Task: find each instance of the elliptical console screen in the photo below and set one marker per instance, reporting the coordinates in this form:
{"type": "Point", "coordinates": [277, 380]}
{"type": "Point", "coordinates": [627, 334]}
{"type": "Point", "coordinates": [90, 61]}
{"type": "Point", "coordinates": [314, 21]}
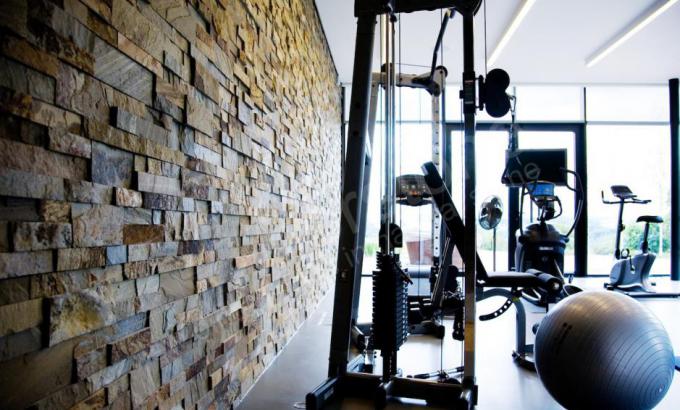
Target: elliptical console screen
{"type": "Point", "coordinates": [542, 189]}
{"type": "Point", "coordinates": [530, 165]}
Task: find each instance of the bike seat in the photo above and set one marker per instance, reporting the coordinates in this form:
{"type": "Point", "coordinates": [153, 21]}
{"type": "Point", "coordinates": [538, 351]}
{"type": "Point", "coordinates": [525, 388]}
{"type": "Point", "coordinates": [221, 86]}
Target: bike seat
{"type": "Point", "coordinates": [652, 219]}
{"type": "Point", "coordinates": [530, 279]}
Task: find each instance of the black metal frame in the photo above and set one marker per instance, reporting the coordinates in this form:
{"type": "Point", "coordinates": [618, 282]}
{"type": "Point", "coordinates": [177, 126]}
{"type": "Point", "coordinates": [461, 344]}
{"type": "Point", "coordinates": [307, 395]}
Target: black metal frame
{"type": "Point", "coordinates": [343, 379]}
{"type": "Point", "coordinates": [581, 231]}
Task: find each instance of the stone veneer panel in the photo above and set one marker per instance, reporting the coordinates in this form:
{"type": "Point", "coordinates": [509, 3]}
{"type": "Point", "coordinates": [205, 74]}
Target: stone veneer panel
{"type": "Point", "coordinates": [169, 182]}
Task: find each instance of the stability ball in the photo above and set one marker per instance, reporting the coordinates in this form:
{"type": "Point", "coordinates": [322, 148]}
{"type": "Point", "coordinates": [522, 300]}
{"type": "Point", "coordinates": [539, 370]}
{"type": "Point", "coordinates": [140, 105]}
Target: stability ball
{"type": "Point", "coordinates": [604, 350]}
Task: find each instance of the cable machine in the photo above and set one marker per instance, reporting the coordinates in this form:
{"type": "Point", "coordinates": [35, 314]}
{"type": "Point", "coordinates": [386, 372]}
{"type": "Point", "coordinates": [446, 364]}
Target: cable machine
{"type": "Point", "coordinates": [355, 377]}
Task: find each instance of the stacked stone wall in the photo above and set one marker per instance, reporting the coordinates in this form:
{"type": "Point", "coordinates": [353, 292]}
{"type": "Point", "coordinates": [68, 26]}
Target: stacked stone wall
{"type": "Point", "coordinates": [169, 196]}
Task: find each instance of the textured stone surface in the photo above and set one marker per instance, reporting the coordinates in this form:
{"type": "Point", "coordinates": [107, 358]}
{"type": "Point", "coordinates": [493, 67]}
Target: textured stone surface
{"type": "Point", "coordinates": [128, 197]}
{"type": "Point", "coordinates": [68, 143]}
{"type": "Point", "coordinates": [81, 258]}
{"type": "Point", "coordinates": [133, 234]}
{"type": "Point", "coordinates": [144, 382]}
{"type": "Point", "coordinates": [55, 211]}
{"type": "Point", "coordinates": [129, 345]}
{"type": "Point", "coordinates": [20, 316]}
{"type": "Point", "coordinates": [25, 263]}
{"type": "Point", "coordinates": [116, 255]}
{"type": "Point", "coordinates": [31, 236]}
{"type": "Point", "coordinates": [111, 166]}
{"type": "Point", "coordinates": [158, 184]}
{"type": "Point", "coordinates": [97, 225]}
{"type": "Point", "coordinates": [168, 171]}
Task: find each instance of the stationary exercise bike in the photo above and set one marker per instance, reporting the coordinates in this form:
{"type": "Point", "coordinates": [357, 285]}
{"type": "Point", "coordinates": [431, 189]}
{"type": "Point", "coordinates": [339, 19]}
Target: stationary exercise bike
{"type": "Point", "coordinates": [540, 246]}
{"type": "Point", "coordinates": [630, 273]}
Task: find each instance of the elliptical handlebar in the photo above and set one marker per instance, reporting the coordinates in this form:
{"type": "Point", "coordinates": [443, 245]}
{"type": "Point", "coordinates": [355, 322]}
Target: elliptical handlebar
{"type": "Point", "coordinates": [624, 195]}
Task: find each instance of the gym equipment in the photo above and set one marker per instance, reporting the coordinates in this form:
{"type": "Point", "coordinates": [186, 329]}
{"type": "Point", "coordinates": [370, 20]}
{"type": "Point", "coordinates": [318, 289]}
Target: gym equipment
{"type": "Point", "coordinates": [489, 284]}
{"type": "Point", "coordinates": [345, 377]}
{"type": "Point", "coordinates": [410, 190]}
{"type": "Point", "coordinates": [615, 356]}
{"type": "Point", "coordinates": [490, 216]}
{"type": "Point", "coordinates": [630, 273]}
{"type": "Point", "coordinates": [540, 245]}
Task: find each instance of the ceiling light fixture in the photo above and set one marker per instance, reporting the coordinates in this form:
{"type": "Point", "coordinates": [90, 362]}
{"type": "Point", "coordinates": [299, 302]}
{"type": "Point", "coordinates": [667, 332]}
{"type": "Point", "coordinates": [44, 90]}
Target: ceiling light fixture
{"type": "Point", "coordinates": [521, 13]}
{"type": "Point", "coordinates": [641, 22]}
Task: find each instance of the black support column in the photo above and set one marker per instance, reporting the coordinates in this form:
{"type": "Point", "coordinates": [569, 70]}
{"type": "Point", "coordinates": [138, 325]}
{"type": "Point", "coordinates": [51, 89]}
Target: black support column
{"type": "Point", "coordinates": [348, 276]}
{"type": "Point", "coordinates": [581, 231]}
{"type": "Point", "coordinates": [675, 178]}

+ + + + +

(What is asked) Nothing in the entries above should change when they are printed again, except that the pictures are dropped.

(Output for this task)
Task: find each instance of the elliptical console screen in the photo below and set one marker per instance, reporting the coordinates in this form:
{"type": "Point", "coordinates": [277, 380]}
{"type": "Point", "coordinates": [627, 334]}
{"type": "Point", "coordinates": [90, 61]}
{"type": "Point", "coordinates": [314, 21]}
Target: elliptical console screen
{"type": "Point", "coordinates": [542, 189]}
{"type": "Point", "coordinates": [530, 165]}
Task: find each instance of the bike seat in the photo above and set one marker per instance, reporting the coordinates in this form:
{"type": "Point", "coordinates": [153, 21]}
{"type": "Point", "coordinates": [538, 351]}
{"type": "Point", "coordinates": [525, 388]}
{"type": "Point", "coordinates": [221, 86]}
Target: bike seat
{"type": "Point", "coordinates": [652, 219]}
{"type": "Point", "coordinates": [530, 279]}
Task: find each instance of the black metal frame in the photo above and set one marker per instance, reporting the coordinates in this form:
{"type": "Point", "coordinates": [618, 282]}
{"type": "Point", "coordinates": [177, 126]}
{"type": "Point", "coordinates": [461, 344]}
{"type": "Point", "coordinates": [307, 395]}
Target: black metal frame
{"type": "Point", "coordinates": [343, 379]}
{"type": "Point", "coordinates": [581, 231]}
Task: find each instance of the stone veneer panel in the photo above and set one marker per instance, reporting the coordinates in this form:
{"type": "Point", "coordinates": [509, 3]}
{"type": "Point", "coordinates": [205, 74]}
Target: stone veneer panel
{"type": "Point", "coordinates": [169, 182]}
Task: find each instance of the stability ball in the photo above and set one marker per instance, reporting the coordinates in this form:
{"type": "Point", "coordinates": [322, 148]}
{"type": "Point", "coordinates": [522, 300]}
{"type": "Point", "coordinates": [539, 370]}
{"type": "Point", "coordinates": [140, 105]}
Target: stability ball
{"type": "Point", "coordinates": [604, 350]}
Task: find each instance of the cable machine in the photo above and set one marker per instance, reporting the coordinates in this form:
{"type": "Point", "coordinates": [35, 314]}
{"type": "Point", "coordinates": [386, 372]}
{"type": "Point", "coordinates": [446, 364]}
Target: cable machine
{"type": "Point", "coordinates": [355, 377]}
Task: find each instance of the stacked stone wall in the photo above and set one marker per instance, reporting the coordinates in this form:
{"type": "Point", "coordinates": [353, 292]}
{"type": "Point", "coordinates": [68, 26]}
Target: stacked stone wall
{"type": "Point", "coordinates": [169, 196]}
Task: find each instance of the textured stone surface in the photo above and set one marker per instance, reporting the coordinates in this form:
{"type": "Point", "coordinates": [107, 358]}
{"type": "Point", "coordinates": [493, 67]}
Target: textured stone surface
{"type": "Point", "coordinates": [128, 197]}
{"type": "Point", "coordinates": [68, 143]}
{"type": "Point", "coordinates": [81, 258]}
{"type": "Point", "coordinates": [133, 234]}
{"type": "Point", "coordinates": [144, 382]}
{"type": "Point", "coordinates": [55, 211]}
{"type": "Point", "coordinates": [129, 345]}
{"type": "Point", "coordinates": [20, 316]}
{"type": "Point", "coordinates": [25, 263]}
{"type": "Point", "coordinates": [116, 255]}
{"type": "Point", "coordinates": [31, 236]}
{"type": "Point", "coordinates": [111, 166]}
{"type": "Point", "coordinates": [158, 184]}
{"type": "Point", "coordinates": [97, 225]}
{"type": "Point", "coordinates": [168, 171]}
Task: find each instance of the stationary exercise bike in the photo above and set one marker per instance, reporting the coordinates in this form:
{"type": "Point", "coordinates": [357, 285]}
{"type": "Point", "coordinates": [431, 189]}
{"type": "Point", "coordinates": [339, 19]}
Target: stationary exercise bike
{"type": "Point", "coordinates": [540, 246]}
{"type": "Point", "coordinates": [630, 273]}
Task: find each instance of the elliptical handlebar in the photo above and set one marker per instance, reporting the coordinates in this form:
{"type": "Point", "coordinates": [443, 245]}
{"type": "Point", "coordinates": [355, 322]}
Target: elliptical handlebar
{"type": "Point", "coordinates": [624, 195]}
Task: find each instance of the gym equipment in the photo above and set one marker per instance, reporting the coordinates in this form:
{"type": "Point", "coordinates": [186, 329]}
{"type": "Point", "coordinates": [370, 20]}
{"type": "Point", "coordinates": [318, 289]}
Target: gym equipment
{"type": "Point", "coordinates": [489, 284]}
{"type": "Point", "coordinates": [345, 377]}
{"type": "Point", "coordinates": [410, 190]}
{"type": "Point", "coordinates": [615, 356]}
{"type": "Point", "coordinates": [490, 216]}
{"type": "Point", "coordinates": [630, 273]}
{"type": "Point", "coordinates": [540, 245]}
Task: find each instance of the ceiling light fixture in the photo above and set one marker per instance, reporting the coordinates in this form:
{"type": "Point", "coordinates": [90, 362]}
{"type": "Point", "coordinates": [299, 302]}
{"type": "Point", "coordinates": [667, 332]}
{"type": "Point", "coordinates": [44, 90]}
Target: ceiling light fixture
{"type": "Point", "coordinates": [521, 13]}
{"type": "Point", "coordinates": [641, 22]}
Task: find each instance of the black support column in the photo above and set one marker per instance, reporting the coordinates in this form:
{"type": "Point", "coordinates": [569, 70]}
{"type": "Point", "coordinates": [138, 325]}
{"type": "Point", "coordinates": [51, 89]}
Target: black support column
{"type": "Point", "coordinates": [348, 276]}
{"type": "Point", "coordinates": [581, 231]}
{"type": "Point", "coordinates": [675, 178]}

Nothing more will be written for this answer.